** Start **

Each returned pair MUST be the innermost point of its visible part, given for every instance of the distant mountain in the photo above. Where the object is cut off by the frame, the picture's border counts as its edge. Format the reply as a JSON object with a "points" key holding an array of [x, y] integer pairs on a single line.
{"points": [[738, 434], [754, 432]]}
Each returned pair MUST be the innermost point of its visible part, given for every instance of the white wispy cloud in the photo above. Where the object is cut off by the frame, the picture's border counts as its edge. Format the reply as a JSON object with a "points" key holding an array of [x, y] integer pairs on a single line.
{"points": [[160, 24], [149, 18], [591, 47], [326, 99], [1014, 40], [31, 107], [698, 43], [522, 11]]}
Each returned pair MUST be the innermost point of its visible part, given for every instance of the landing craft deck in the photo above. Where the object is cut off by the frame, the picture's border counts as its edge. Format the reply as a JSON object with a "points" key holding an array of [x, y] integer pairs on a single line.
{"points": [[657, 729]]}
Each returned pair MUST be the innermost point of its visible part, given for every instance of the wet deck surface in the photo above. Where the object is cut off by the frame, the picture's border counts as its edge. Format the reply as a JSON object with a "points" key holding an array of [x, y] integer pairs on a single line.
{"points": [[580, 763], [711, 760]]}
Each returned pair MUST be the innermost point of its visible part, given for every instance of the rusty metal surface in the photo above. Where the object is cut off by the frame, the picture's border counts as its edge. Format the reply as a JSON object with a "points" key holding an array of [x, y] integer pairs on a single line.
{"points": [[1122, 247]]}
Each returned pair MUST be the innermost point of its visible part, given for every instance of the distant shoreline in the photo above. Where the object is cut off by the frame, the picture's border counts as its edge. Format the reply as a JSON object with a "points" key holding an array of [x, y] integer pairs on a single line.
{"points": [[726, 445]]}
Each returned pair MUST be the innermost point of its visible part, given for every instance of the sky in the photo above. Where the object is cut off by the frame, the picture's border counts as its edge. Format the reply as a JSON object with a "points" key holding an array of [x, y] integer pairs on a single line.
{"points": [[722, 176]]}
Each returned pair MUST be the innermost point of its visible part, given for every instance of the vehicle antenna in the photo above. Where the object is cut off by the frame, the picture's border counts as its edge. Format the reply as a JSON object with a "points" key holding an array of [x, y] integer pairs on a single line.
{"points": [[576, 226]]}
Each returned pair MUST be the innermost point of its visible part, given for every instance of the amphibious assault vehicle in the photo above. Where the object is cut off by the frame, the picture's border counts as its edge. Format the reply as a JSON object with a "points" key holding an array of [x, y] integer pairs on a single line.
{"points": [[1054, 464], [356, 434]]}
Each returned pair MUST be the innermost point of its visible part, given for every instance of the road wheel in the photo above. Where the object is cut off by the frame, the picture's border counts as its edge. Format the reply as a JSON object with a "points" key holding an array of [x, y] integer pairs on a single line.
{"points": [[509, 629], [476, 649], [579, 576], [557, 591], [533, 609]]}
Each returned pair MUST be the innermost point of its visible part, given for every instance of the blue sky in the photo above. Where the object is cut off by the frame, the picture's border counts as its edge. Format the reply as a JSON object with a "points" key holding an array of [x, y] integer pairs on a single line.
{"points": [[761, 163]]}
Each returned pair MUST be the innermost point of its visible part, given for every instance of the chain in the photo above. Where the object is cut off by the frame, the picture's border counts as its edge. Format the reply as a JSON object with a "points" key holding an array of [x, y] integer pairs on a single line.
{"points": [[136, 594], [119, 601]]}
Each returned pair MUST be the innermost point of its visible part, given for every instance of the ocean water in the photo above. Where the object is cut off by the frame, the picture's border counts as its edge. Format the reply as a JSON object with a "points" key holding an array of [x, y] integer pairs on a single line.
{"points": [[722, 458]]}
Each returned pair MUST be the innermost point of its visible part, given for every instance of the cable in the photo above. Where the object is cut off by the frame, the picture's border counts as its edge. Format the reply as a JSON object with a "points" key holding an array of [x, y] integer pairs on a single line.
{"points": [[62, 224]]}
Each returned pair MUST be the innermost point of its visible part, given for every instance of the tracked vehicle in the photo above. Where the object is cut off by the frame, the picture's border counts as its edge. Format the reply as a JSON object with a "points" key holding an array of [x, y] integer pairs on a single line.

** End **
** Start **

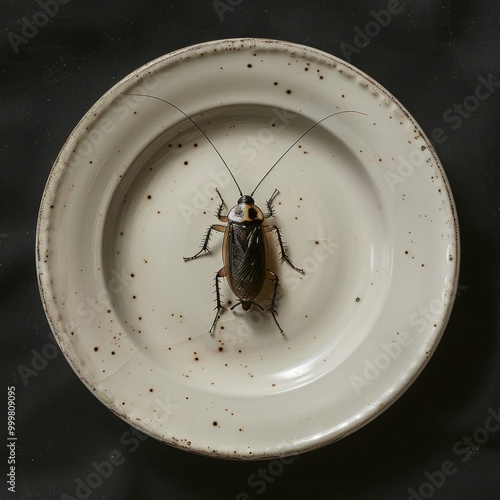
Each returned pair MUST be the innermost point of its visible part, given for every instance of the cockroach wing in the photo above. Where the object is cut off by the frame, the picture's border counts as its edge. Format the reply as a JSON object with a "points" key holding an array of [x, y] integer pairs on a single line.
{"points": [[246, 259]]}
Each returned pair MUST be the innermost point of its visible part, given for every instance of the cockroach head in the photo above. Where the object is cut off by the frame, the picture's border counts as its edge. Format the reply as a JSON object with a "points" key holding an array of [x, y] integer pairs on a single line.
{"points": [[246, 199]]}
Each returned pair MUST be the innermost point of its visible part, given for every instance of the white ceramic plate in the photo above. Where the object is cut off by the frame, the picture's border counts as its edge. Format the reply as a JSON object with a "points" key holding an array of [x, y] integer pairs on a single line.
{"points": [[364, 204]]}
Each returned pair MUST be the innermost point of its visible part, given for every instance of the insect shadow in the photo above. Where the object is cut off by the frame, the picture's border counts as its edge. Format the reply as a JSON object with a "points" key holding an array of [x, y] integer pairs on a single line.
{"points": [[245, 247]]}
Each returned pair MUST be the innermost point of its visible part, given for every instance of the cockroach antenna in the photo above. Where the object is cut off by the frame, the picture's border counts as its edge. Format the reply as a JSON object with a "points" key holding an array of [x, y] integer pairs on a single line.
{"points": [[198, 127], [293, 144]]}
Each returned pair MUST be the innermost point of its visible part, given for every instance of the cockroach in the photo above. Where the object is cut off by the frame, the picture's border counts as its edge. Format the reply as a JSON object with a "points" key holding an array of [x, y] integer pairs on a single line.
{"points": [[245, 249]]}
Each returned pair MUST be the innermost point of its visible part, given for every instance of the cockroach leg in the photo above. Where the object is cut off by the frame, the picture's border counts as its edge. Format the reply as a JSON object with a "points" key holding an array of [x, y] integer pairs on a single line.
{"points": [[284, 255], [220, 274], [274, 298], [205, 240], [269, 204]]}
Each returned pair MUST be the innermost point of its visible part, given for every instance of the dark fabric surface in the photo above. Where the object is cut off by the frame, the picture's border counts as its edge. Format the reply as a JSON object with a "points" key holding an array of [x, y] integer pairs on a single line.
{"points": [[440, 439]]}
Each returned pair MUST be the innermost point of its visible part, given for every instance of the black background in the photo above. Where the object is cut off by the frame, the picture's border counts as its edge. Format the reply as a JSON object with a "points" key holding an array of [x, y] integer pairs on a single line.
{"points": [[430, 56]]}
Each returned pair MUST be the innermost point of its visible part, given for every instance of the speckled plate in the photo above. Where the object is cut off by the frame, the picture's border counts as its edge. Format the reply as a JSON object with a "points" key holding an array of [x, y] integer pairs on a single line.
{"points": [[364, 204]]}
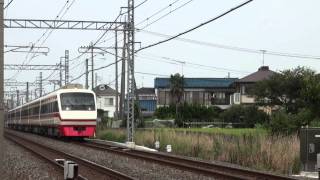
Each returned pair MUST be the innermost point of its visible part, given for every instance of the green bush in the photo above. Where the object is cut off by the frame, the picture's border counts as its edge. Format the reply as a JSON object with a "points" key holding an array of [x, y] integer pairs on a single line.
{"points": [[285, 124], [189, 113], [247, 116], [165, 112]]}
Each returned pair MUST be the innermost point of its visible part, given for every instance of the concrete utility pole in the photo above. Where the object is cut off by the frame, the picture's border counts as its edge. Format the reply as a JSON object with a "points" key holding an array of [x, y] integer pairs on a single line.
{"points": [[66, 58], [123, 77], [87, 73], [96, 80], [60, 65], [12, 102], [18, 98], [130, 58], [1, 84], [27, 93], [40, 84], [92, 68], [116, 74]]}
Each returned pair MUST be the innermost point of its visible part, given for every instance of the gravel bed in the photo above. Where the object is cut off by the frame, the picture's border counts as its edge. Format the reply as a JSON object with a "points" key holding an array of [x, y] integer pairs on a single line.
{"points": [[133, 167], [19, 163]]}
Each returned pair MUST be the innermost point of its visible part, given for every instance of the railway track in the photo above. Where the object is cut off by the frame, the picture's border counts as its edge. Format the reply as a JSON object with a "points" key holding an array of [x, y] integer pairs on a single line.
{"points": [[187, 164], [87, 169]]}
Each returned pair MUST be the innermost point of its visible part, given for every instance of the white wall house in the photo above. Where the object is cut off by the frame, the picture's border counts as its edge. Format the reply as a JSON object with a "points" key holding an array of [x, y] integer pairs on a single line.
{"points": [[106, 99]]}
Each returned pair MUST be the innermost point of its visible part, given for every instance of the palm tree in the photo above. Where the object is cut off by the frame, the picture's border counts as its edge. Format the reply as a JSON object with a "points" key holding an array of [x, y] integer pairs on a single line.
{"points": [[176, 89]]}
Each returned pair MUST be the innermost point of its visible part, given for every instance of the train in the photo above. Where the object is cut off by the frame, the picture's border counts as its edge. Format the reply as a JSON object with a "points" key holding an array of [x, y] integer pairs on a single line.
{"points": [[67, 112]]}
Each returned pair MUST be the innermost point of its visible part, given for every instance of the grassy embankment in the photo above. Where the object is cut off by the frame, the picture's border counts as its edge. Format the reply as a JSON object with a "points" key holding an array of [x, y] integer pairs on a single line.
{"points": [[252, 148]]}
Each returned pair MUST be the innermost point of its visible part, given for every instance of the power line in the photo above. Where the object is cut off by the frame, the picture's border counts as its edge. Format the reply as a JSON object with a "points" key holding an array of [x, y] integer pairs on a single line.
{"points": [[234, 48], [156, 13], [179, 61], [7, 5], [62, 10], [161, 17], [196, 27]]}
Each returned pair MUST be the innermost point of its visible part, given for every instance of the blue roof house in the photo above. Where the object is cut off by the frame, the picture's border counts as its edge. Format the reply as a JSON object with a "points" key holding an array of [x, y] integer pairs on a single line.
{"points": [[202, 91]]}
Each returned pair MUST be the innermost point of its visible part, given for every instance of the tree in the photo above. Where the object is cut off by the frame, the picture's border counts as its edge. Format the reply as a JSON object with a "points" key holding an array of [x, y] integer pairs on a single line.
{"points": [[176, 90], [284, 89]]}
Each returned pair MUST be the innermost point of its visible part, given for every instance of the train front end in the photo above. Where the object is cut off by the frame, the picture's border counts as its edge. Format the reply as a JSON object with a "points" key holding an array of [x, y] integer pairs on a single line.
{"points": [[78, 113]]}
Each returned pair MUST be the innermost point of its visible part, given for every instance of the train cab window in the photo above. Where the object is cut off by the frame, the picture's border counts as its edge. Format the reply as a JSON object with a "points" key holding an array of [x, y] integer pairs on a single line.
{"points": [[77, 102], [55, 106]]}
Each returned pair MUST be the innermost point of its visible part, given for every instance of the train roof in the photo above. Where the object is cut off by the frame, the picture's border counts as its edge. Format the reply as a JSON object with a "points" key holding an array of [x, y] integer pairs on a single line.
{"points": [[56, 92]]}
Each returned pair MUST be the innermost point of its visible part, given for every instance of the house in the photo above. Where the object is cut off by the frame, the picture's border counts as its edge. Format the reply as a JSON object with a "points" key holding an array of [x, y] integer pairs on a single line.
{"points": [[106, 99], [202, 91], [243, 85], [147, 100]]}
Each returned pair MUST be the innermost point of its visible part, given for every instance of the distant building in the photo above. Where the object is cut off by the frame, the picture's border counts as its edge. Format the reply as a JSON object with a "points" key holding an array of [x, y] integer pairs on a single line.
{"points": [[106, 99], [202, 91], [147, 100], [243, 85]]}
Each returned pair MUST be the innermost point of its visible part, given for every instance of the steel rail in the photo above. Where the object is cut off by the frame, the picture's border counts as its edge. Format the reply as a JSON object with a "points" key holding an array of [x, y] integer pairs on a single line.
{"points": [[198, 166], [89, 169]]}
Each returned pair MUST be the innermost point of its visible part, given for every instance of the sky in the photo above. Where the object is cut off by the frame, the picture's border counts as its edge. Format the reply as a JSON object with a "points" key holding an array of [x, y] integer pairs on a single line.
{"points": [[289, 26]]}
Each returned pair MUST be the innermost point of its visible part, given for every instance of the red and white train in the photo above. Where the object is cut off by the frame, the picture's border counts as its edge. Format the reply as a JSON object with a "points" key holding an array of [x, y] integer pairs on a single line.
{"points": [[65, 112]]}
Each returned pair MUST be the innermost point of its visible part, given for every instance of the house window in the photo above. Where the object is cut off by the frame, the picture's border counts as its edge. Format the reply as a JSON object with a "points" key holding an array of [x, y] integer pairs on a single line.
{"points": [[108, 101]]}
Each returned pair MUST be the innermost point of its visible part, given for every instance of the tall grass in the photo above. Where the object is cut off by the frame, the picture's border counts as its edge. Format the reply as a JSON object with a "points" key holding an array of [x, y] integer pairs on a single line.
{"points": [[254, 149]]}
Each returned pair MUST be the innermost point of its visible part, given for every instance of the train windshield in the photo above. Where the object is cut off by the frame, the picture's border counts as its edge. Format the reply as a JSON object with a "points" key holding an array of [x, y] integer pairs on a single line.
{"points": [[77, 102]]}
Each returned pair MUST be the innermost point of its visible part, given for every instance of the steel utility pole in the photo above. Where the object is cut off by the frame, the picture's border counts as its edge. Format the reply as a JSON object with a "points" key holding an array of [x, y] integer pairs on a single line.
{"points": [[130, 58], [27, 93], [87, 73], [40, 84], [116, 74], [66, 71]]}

** End **

__What you have to do__
State how many lines in the rows above contain the word "wispy". Reply with the number alone.

__Solution to this exercise__
1